▶ Task to carry out:
Scan the records for "roof". Show the matching lines.
□ □ □ □ □ □ □
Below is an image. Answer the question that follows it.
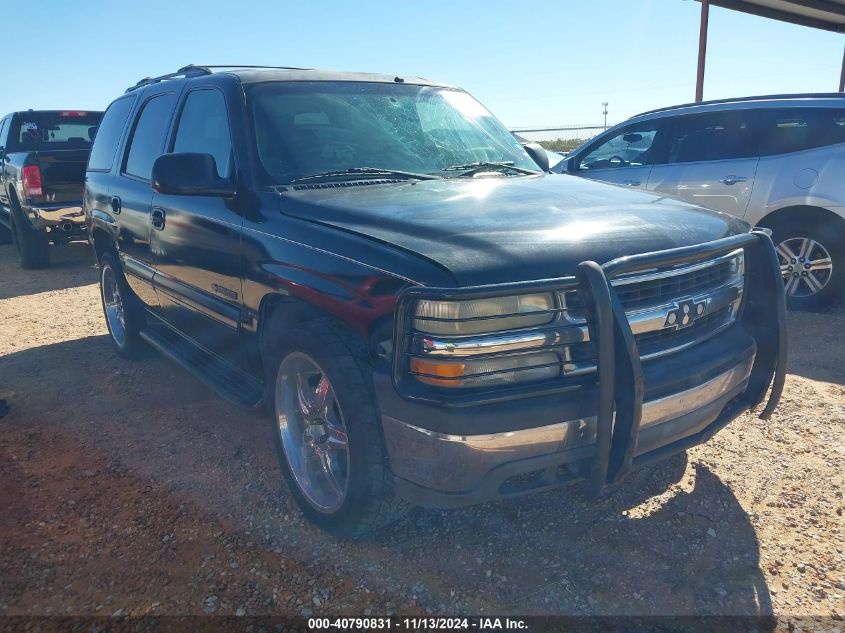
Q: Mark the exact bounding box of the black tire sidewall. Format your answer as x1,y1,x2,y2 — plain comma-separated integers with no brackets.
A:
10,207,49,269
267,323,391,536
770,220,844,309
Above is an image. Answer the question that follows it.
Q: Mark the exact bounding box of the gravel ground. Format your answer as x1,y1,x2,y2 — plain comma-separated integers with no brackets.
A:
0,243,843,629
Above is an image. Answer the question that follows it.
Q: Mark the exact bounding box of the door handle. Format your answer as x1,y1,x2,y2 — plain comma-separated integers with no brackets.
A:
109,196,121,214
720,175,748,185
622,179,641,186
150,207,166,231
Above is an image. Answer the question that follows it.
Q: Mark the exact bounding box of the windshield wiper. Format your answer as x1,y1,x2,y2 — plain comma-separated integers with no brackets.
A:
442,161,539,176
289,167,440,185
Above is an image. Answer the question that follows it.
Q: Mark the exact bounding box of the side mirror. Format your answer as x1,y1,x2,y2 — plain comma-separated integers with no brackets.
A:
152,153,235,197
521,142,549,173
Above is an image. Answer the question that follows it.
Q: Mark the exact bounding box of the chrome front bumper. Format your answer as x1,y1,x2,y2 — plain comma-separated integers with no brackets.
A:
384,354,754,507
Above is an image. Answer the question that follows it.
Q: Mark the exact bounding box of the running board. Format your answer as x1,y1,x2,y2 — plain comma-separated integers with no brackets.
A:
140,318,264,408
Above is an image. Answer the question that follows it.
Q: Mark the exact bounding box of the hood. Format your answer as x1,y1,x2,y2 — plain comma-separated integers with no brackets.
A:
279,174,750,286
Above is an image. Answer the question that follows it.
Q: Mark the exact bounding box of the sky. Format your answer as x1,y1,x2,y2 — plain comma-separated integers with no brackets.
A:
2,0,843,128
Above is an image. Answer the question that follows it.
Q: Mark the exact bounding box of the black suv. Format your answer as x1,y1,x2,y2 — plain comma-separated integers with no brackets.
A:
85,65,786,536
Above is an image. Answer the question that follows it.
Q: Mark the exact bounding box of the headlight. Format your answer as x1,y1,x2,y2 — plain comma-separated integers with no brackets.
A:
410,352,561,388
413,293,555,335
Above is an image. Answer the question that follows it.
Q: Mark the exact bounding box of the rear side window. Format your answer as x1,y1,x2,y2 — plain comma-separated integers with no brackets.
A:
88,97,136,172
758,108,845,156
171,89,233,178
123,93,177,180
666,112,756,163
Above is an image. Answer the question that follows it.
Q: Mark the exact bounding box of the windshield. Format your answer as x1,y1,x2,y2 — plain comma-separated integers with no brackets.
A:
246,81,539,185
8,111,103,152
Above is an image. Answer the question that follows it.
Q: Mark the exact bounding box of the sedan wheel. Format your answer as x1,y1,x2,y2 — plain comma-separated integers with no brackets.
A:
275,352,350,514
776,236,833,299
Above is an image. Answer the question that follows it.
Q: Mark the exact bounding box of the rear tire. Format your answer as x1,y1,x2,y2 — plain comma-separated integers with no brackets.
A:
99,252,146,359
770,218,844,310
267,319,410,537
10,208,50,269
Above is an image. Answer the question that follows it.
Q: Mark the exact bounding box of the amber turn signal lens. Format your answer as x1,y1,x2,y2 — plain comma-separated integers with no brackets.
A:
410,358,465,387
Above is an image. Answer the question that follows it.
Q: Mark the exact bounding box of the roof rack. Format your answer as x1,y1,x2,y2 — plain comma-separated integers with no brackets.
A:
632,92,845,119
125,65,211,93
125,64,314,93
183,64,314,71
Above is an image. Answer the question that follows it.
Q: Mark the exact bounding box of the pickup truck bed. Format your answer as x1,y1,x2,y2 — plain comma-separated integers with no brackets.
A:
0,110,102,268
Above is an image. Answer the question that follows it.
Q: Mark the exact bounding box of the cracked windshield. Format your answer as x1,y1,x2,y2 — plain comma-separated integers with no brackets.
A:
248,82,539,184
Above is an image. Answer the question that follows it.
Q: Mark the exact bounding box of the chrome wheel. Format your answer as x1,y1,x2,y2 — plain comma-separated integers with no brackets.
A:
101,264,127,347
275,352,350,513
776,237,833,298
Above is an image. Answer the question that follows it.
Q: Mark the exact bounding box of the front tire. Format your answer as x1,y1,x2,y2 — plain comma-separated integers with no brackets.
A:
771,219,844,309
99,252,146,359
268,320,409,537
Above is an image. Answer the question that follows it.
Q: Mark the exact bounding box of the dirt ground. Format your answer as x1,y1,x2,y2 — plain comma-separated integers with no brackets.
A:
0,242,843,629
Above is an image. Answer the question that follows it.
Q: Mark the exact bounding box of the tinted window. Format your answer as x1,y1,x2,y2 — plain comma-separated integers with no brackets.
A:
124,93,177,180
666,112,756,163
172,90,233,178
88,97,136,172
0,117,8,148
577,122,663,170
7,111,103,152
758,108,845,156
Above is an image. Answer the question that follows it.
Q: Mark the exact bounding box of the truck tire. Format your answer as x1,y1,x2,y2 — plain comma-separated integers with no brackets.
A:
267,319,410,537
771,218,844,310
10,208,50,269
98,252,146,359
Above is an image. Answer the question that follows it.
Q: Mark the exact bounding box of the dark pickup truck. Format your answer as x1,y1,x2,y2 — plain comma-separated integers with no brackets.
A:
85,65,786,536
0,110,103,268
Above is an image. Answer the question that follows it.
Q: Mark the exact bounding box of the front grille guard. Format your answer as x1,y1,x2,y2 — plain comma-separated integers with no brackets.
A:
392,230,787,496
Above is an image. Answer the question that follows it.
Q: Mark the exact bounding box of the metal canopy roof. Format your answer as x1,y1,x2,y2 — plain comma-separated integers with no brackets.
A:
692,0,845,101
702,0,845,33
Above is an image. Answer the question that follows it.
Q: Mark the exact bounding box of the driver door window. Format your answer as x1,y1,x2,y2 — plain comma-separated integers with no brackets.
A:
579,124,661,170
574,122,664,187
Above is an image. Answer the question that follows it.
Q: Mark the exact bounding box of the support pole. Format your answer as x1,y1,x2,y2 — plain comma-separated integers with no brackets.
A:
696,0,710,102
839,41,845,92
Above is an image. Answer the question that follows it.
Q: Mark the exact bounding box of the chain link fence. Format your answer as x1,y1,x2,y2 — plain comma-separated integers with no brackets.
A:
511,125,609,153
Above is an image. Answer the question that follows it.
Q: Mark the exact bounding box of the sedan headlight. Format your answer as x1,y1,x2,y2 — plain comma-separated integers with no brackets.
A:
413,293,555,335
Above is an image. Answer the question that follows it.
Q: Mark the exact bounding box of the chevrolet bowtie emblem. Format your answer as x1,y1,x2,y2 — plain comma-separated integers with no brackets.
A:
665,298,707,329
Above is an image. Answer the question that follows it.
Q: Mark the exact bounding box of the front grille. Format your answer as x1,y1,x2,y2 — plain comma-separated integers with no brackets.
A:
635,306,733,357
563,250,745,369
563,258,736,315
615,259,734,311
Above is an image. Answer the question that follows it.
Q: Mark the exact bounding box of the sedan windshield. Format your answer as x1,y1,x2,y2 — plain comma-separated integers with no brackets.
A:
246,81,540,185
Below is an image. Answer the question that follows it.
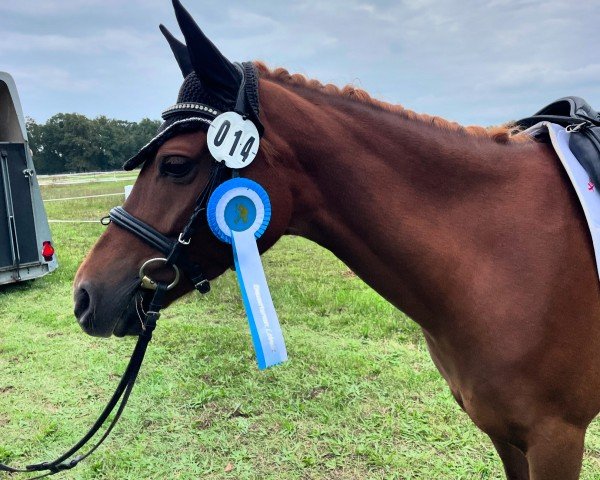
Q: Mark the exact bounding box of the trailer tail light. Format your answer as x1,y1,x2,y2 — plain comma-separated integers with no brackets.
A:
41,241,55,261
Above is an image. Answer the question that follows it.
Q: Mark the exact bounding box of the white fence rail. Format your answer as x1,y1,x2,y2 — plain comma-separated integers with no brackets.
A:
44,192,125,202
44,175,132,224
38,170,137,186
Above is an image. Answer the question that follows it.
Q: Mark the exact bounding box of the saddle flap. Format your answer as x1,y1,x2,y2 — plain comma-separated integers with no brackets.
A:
□ □ □ □ □ □ □
▶ Task solution:
Q: Mark the exact bounding box of the roof rack. Format your answer as x1,y1,x2,y2 — plain comma-separated integers with no brackets.
Q: Mark the exact bounding box of the metal canopy roof. Format your answer as x1,y1,x2,y2 — plain comma-separated integers with no brackets.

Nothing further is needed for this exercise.